Records shown below:
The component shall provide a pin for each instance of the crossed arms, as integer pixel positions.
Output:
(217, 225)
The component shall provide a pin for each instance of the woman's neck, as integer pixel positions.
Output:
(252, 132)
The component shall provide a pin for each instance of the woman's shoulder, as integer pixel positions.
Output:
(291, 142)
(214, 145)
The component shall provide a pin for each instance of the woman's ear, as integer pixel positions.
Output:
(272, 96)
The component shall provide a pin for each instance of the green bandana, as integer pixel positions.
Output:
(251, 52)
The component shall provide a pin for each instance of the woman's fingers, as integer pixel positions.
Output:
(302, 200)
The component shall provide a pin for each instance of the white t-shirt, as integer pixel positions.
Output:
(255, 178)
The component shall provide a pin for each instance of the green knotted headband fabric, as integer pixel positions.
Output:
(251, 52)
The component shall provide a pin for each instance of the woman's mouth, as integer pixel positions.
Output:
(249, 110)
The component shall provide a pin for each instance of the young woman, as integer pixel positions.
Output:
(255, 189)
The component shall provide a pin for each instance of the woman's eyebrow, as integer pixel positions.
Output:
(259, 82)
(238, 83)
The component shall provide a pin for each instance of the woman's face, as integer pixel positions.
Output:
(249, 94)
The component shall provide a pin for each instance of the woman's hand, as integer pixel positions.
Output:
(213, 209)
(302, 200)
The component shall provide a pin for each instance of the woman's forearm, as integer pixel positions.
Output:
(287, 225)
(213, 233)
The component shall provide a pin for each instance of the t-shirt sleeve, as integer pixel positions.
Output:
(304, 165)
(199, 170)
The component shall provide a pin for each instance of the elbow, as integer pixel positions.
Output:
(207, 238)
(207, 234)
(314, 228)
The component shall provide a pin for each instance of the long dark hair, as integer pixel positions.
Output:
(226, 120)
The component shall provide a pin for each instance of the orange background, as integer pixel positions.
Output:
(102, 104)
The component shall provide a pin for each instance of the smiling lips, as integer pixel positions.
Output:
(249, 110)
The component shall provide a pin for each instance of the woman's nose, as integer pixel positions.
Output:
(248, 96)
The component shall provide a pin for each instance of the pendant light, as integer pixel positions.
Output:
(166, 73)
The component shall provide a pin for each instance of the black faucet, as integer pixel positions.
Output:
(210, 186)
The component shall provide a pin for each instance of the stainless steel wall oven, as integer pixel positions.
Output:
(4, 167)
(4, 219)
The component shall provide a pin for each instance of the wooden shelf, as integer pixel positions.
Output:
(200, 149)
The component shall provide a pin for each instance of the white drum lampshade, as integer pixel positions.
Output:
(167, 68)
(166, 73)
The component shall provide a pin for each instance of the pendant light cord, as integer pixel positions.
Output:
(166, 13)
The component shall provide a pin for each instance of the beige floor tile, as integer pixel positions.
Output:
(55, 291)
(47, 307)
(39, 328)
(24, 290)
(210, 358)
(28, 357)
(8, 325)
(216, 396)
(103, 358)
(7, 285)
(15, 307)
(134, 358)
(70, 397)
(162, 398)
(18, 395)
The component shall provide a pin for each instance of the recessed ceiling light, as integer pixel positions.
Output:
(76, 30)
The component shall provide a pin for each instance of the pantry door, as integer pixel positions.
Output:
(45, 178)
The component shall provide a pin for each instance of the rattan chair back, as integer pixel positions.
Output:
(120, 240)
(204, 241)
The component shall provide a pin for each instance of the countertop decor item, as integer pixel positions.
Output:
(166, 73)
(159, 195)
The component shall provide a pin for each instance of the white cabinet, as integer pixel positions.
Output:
End of Records shown.
# Task details:
Please output the lines of the listing above that fall in the stretch from the one with "shelf, as integer pixel positions." through the one with "tile, as integer pixel positions.", exactly and only those.

# Task answer:
The component shall provide a pin for each instance of the wooden shelf, as integer pixel positions.
Output:
(200, 149)
The component shall provide a pin for each instance of the white drum lampshade, as integer pixel positions.
Output:
(167, 68)
(166, 73)
The component shall provide a pin for each instance of the pendant light cord, as integer pixel positions.
Output:
(166, 13)
The component shall provide a pin for each instance of the beige floor tile, as integer pixel positions.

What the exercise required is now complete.